You don’t need to type a perfect keyword. You can describe a mood, a goal, a niche, or a viewing habit. YouTube then uses AI to pull together a video feed that matches that request.
Here’s what that could look like:
| Prompt | Possible feed result |
| “Quick workouts for small apartments” | Short fitness videos and beginner routines |
| “Explain AI agents without coding” | Tutorials, explainers, and creator breakdowns |
| “Cape Town travel ideas for a weekend” | Local guides, vlogs, and destination videos |
| “Long podcasts about cybersecurity” | Interviews, deep dives, and panel clips |
This matters because YouTube search can feel messy when a topic has thousands of videos. A prompt-based feed could help users get closer to what they mean, not just what they typed.
This is part of YouTube’s bigger AI search push
The custom feed is not happening in isolation.
YouTube’s move also fits a wider pattern across Big Tech, where AI is becoming part of search, recommendations, and content discovery. We’ve already seen a similar shift in Google’s AI-powered search experience, as platforms try to make search feel more conversational and less keyword-based.

**EXERCISE**
Can you quote the YouTube feed passage in full, word for word? The listing has no connection to the YouTube feed passage.

**DATA SEGMENT**
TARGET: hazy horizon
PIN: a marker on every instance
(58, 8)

**TASK SOLUTION**
You don’t need to type a perfect keyword. You can describe a mood, a goal, a niche, or a viewing habit. YouTube then uses AI to pull together a video feed that matches that request.
Here’s what that could look like:
| Prompt | Possible feed result |
| “Quick workouts for small apartments” | Short fitness videos and beginner routines |
| “Explain AI agents without coding” | Tutorials, explainers, and creator breakdowns |
| “Cape Town travel ideas for a weekend” | Local guides, vlogs, and destination videos |
| “Long podcasts about cybersecurity” | Interviews, deep dives, and panel clips |
This matters because YouTube search can feel messy when a topic has thousands of videos. A prompt-based feed could help users get closer to what they mean, not just what they typed.
This is part of YouTube’s bigger AI search push
The custom feed is not happening in isolation.
YouTube’s move also fits a wider pattern across Big Tech, where AI is becoming part of search, recommendations, and content discovery. We’ve already seen a similar shift in Google’s AI-powered search experience, as platforms try to make search feel more conversational and less keyword-based.